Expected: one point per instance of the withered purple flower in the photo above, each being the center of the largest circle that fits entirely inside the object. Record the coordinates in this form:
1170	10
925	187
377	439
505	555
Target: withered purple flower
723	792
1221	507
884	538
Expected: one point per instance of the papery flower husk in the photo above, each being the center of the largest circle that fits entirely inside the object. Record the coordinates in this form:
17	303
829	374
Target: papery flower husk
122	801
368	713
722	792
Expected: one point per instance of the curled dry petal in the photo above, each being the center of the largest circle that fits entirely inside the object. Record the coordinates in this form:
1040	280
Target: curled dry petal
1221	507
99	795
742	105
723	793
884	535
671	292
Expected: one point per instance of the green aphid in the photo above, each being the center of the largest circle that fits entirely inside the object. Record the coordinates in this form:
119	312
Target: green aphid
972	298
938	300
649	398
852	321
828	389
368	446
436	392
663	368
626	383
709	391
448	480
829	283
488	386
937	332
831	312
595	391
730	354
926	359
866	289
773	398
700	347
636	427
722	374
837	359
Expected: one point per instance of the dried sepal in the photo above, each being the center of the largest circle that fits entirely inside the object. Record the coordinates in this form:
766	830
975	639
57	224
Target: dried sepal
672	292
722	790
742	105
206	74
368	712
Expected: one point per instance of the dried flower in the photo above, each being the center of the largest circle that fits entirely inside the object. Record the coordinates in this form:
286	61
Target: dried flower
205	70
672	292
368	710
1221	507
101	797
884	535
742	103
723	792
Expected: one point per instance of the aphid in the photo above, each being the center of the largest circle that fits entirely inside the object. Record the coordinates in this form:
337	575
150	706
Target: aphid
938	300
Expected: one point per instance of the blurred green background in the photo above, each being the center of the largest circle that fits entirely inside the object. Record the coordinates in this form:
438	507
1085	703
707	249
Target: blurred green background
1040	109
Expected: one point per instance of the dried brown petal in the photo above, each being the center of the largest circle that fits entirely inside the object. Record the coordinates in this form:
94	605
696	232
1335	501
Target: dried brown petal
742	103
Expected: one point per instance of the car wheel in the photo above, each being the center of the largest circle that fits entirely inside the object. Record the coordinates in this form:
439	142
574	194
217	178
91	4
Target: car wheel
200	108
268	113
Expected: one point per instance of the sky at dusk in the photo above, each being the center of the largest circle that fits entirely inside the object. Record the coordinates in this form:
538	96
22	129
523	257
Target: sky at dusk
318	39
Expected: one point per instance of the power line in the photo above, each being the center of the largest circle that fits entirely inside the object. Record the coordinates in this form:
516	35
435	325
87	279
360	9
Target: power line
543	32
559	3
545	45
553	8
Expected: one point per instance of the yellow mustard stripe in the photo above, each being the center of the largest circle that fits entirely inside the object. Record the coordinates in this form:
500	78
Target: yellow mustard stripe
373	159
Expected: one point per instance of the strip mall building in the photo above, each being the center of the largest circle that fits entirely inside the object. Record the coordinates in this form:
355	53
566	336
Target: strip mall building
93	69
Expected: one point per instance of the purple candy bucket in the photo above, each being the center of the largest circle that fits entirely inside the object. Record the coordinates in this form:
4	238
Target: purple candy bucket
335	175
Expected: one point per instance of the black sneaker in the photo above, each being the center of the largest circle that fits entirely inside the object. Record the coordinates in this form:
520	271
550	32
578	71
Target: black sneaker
————————
_Try it_
Type the whole listing again, unaltered.

_Your response_
Expected: one point per instance of the withered purple flower in the photo above, each being the center of the largest circle that fits entirely inside the object. Record the coordinates in this form:
1170	10
925	187
377	439
505	555
Target: withered purple flower
723	792
1221	507
884	538
Expected: one point per instance of the papery flower husk in the photo above, each being the center of the largest circle that fits entirely inside the object. Record the coordinates in this form:
17	303
829	374
Target: papery flower husk
122	801
368	713
722	792
Expected: one point per instance of the curled dry petal in the photo above, each being the center of the largest circle that fits entirely inside the object. Record the coordinates in this form:
1040	280
Target: curled dry petal
1221	507
99	795
742	105
723	793
884	535
671	292
Expected: one point per instance of the green aphid in the photo above, each being the center of the largest circle that fits entirely inside the object. Record the coordinates in this form:
119	312
Target: green aphid
972	298
938	300
649	398
852	321
828	389
368	446
436	392
663	368
626	383
709	391
448	480
829	283
488	386
937	332
831	312
595	391
730	354
926	359
866	289
773	398
700	347
636	427
722	374
837	359
Expected: one point per instance of the dried sepal in the photo above, each being the center of the largest circle that fits entirely inside the object. Record the coordinates in this form:
766	830
975	639
57	224
Target: dried sepal
672	292
722	790
742	105
206	74
368	712
Expected: one point per instance of the dried flower in the photo above, each being the center of the largest circle that fits entirely inside the object. Record the coordinates in this form:
286	61
Target: dried flower
205	70
672	292
368	710
1221	507
101	797
884	535
742	103
723	792
Expected: one point per instance of the aphid in the photo above, each being the center of the largest circle that fits entirely inside the object. Record the coordinates in this form:
337	575
150	706
Target: aphid
938	300
Expected: one point per instance of the blurred green background in the photo above, each being the center of the largest circle that fits entirely inside the object. Record the coordinates in this form:
438	507
1085	703
707	249
Target: blurred green background
1040	109
Expected: one point per instance of the dried brown petal in the photo above, each being the center of the largest circle that fits entirely inside the object. Record the coordinates in this form:
94	605
696	232
1335	501
Target: dried brown petal
742	103
Expected: one point per instance of the car wheel in the photo above, each being the center of the largest circle that fits entirely inside the object. Record the coordinates in this form:
439	142
574	194
217	178
91	4
Target: car wheel
200	108
268	113
Expected: one point per instance of the sky at dusk in the photo above, each being the center of the largest circle that fits entirely inside the object. Record the coordinates in this form:
538	96
22	129
523	257
Target: sky at dusk
318	39
Expected: one point per instance of the power line in the photo above, each being the center of the largest circle that fits entirely inside the object. Record the coordinates in this form:
516	35
435	325
87	279
360	9
Target: power line
543	32
559	3
545	45
553	8
Expected: one point per instance of the yellow mustard stripe in the photo above, each being the center of the largest circle that fits entirely inside the object. Record the coordinates in this form:
500	78
Target: yellow mustard stripe
373	159
Expected: one point per instance of the strip mall building in the photo above, each being the center of the largest circle that fits entirely inside the object. Record the coordinates in this form:
355	53
566	336
Target: strip mall building
93	69
Expected: one point per instance of the purple candy bucket in the photo above, each being the center of the largest circle that fits entirely inside the object. Record the coordinates in this form:
4	238
Target: purple candy bucket
335	175
Expected: one point per instance of the black sneaker in the photo above, each being the center of the largest circle that fits entirely inside the object. Record the coordinates in this form:
520	271
550	32
578	71
Target: black sneaker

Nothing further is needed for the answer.